=== Set task ===
Copy the lines of the records below verbatim, starting at the line that contains "Point to the yellow" and ending at the line that contains "(1060, 257)", with both of those lines included.

====

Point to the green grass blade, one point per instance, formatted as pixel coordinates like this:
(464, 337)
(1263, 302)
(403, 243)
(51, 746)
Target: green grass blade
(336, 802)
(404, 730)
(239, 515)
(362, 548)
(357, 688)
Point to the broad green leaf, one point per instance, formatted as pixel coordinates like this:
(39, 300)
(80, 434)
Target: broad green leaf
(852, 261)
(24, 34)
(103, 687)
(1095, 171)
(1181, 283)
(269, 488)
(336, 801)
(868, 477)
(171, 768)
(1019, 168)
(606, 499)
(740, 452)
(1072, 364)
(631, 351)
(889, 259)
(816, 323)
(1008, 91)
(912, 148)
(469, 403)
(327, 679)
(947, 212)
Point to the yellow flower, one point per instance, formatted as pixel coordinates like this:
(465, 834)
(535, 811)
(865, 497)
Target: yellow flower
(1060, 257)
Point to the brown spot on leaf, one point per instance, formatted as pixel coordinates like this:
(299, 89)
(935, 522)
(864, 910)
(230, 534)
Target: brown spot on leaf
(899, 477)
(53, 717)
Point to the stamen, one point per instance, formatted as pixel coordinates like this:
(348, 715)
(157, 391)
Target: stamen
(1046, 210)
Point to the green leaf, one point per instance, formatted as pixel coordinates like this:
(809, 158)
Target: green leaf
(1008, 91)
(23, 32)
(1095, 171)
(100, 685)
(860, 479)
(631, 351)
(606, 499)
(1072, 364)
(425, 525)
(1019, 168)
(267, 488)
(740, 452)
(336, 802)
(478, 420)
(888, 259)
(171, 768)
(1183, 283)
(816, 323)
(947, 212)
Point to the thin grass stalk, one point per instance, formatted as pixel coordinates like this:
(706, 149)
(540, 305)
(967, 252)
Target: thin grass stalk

====

=== Exercise output ===
Point to the yellow flower, one point per instance, formatted as pixel coordinates like this:
(465, 834)
(535, 811)
(865, 497)
Target: yellow flower
(1060, 257)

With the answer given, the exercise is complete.